Please print the full listing exactly.
:: Material for this exercise ::
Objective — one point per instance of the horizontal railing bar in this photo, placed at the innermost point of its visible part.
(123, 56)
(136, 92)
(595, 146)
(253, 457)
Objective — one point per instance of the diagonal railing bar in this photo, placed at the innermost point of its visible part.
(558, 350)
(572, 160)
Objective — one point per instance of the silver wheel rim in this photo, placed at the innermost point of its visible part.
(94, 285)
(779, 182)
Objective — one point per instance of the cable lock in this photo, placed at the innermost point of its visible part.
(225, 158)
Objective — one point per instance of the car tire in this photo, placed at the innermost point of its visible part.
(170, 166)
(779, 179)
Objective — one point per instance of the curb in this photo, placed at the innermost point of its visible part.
:::
#### [Result of this exercise]
Objective — one point per instance of the horizontal railing bar in this photo, placed at the innermost point of its visible part.
(123, 56)
(136, 92)
(595, 146)
(253, 457)
Objective — one point per instance of the diagonal railing bar in this photo, placed at the innermost point of its visible part.
(558, 350)
(572, 160)
Objective — one point per instance of the silver wheel rim in this photo, placed at the innermost point of its visible part.
(94, 285)
(779, 182)
Objective — one point per instance of the cable lock in this photo, placed at the innermost point of its visible part.
(225, 158)
Objective — one point per instance of the car tire in this photo, placed at the innermost point of its visible part.
(170, 166)
(779, 179)
Objective — one point per instance of the curb in this photo, placed at the innermost point of its visible part.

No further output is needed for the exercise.